> **EXTRACT TO READ**
** START **
What is the difference between 12 Volt & 120 Volt Electricity?
What is the difference between an “automotive” and a “deep-cycle” battery?
How important is it to maintain the battery on my unit?
I lost power to some of the receptacles and the circuit breaker in the “Power Center” is not tripped. Why?
When I run a coffee maker and a toaster at the same time, why does the circuit breaker trip?
What causes the ground fault circuit interrupter (GFCI) to trip?
How do I hook up Cable TV?
How do I hook up an outside satellite antenna?
How do I drain my holding tanks?
Can I walk on my rubber roof?
I noticed some air bubbles in my rubber roof, will they cause any problem?
What should I use to coat my rubber roof?
Can I install a hitch to the rear bumper or frame of my RV?
What should I use to clean the fiberglass/metal siding of my RV?
Where is the low point drain for my fresh water tank?
I have noticed my windows sweating, should I be concerned?
How do I combat condensation and what will it hurt if I don’t?
Where can I obtain an Owner’s Manual for my Forest River RV product?
How do I obtain parts for my Forest River RV product?
How can I obtain schematics of my Forest River RV product?
How do I contact a manufacture for components installed on my forest River RV unit?
How do I winterize/de-winterize my unit?
What do the different “Weight Rating” abbreviations mean?
When I add up the weight capacity of the 4 tires on my trailer, it is less than the trailer weighs (or the GVWR).
Does this mean the tires are not heavy enough for my trailer?
What does the LED light on my Atwood water heater panel mean?
Where can I locate the Serial Number of my RV?
How do I determine the value of my RV?
How do I know what my vehicle is capable of towing?
Should I cover my RV in the winter?
Q- What is the difference between 12 Volt & 120 Volt Electricity?
12 Volt-Direct Current (DC). 12 volt is the type of electricity you would find in an automobile. Your battery is the foundation for the 12 volt system in your RV. A fully charged battery will operate the 12 volt equipment (furnace, water heater, most lighting, range hood, monitor panel, roof vent fans, etc.) in your unit until the battery becomes discharged. The level of discharge for operation to cease will vary by each piece of equipment.
120 Volt-Alternating Current (AC). 120 volt is the same type of electricity you typically find in a home. Plugging your shoreline cord into a power source (campground or other appropriate receptacle) is the foundation for the 120 volt system in your unit (optional generators produce 120 volt electricity as well). Certain equipment (air conditioner, microwave, most televisions, etc) in your RV can only operate from 120 volt electricity thus require the unit be plugged in to a power source or a generator running.
** END **
> **SUPPLIED RECORDS**
** START **
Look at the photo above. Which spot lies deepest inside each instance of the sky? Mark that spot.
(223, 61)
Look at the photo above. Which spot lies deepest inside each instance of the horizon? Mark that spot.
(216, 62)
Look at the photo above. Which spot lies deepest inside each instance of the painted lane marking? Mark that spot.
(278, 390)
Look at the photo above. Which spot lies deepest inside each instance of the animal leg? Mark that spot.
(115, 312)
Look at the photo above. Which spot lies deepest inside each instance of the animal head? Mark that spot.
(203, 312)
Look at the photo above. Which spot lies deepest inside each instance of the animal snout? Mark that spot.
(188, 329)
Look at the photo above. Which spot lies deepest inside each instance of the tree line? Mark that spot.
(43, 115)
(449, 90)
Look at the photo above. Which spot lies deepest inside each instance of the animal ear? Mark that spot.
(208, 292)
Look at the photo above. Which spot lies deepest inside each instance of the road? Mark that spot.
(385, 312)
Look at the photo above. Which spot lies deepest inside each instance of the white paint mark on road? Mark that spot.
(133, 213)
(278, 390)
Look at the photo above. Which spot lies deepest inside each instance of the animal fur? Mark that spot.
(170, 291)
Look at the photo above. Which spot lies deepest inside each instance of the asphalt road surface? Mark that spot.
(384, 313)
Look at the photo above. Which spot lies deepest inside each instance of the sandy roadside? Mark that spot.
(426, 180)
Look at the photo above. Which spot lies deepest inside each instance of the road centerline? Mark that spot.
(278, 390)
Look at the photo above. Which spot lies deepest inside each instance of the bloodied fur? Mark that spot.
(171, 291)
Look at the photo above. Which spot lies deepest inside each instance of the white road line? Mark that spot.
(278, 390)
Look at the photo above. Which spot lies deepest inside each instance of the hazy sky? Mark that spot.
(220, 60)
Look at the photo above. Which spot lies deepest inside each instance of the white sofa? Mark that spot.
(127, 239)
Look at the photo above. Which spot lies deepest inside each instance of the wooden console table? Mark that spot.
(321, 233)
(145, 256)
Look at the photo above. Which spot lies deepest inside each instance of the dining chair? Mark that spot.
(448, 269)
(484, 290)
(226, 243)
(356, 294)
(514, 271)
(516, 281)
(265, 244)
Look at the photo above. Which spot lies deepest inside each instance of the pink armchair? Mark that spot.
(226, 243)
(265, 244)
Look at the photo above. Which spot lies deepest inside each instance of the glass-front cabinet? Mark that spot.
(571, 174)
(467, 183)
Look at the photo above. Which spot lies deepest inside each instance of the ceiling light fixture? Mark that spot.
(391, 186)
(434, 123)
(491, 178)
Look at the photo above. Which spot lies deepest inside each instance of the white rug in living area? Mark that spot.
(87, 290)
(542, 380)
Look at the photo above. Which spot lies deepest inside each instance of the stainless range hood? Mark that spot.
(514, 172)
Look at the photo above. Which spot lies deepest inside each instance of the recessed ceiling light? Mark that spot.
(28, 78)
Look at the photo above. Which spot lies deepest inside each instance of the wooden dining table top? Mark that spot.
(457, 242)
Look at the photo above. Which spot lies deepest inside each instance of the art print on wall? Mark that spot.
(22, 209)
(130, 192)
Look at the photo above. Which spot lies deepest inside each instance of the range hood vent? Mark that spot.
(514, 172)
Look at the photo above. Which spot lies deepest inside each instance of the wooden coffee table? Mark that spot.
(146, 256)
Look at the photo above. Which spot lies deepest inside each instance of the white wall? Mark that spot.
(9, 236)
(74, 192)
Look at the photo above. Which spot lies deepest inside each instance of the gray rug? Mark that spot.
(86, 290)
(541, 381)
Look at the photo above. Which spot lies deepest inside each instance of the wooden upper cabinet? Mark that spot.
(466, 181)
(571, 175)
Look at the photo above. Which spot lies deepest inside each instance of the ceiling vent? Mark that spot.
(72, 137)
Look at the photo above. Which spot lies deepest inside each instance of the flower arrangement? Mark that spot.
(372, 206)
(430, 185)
** END **
> **ACTIONS TO TAKE**
• a. Put the records into a Markdown table with the columns Row and Line, starting with the line that contains "arrangement? Mark that spot." and going on through the end of the records, leaving out blank lines.
• b. Write what comes next in the RV owner FAQ after its last sentence.

> **TASK RESPONSES**
• a.
| Row | Line |
|---|---|
| 1 | Look at the photo above. Which spot lies deepest inside each instance of the flower arrangement? Mark that spot. |
| 2 | (372, 206) |
| 3 | (430, 185) |

• b.
Your unit is also equipped with a “Converter”. When the shoreline cord is plugged in at a campground (or other appropriate receptacle), this device “Converts” 120 volt electricity into 12 volt electricity. Most 12 volt equipment in your unit will operate from this power source, even if your battery is discharged. The “converter” is also equipped with a “battery charger” which provides a “trickle charge” (slow, low amperage charging) to your battery as long as the shoreline is plugged in to a power source.
Q-What is the difference between an “automotive” and a “deep-cycle” battery?
An “automotive” type battery, like in your car, is designed to provide a “heavy load” (required during starting) for a short period of time and to be recharged continuously.
A “deep-cycle” battery is designed to be slowly discharged (like during camping) and recharged over and over. While an “automotive” battery will work in an RV, the life expectancy is very short compared to the “deep-cycle” battery which was designed for this type of use.
Q-How important is it to maintain the battery on my unit?
Very Important! The battery in your RV is the foundation for the entire 12 volt system. Without a good battery, any 12 volt component in your RV can experience intermittent operational problems which can be extremely frustrating. This continuous discharging & charging is very hard on your battery.
Q-I lost power to some of the receptacles and the circuit breaker in the “Power Center” is not tripped. Why?
Per Recreational Vehicle Industry Association (RVIA) code, certain receptacles in every unit are protected by a Ground Fault Circuit Interrupter (GFCI) system. Try pushing the reset button on the receptacle itself. The GFCI receptacles are typically located in the kitchen and/or bathroom. If the problem persists, try a different component in the receptacle. If the problem goes away, it could be a problem with the component, if the problem still persists, there could be an electrical problem in the trailer. To be safe, have your local Forest River RV dealer check it out.
Q-When I run a coffee maker and a toaster at the same time, why does the circuit breaker trip?
The receptacles in the RV are protected by a circuit breaker and/or the GFCI system. Hair dryers, curling irons, toasters, coffee makers, etc. use a very high amount of electricity (amperage). Each circuit is rated at 15 amps. Typically, any combination of two of these types of accessories will draw more than 15 amps which will cause the breaker to trip. It may be necessary to operate only one of these types of accessories at a time.
Here are some running amps on components that are commonly used in Recreational Vehicles.
13.5k air conditioner
DVD player = 70 watts
Water heater on electric
2 Slice Toaster
4 Slice Toaster
19" LCD TV
LED Alarm Clock
Play Play Station 3
Q-What causes the ground fault circuit interrupter (GFCI) to trip?
The GFCI is a personal protection device that constantly monitors the flow of current through a protected circuit and senses any loss of current to an outside path. If the current flowing into an electrical appliance or fixture differs by a very small amount from what flows back out, the GFCI instantly interrupts the current flow to prevent a sustained, lethal level of electricity from reaching a person. The person may feel a painful shock but should be protected from electrocution.
Q-How do I hook up Cable TV?
If your unit is equipped with an exterior cable TV jack; hook the “Park Cable” to the exterior jack. Turn the TV Antenna power booster (located inside the unit) to the “off” position. Turn the TV to the appropriate channels to receive cable. Note: depending on the TV set, it may be necessary to reprogram the TV from “Air” to “Cable”.
Q-How do I hook up an outside satellite antenna?
If your unit is equipped with an external satellite jack, hook the satellite antenna to the jack and hook the satellite receiver to the connection provided inside.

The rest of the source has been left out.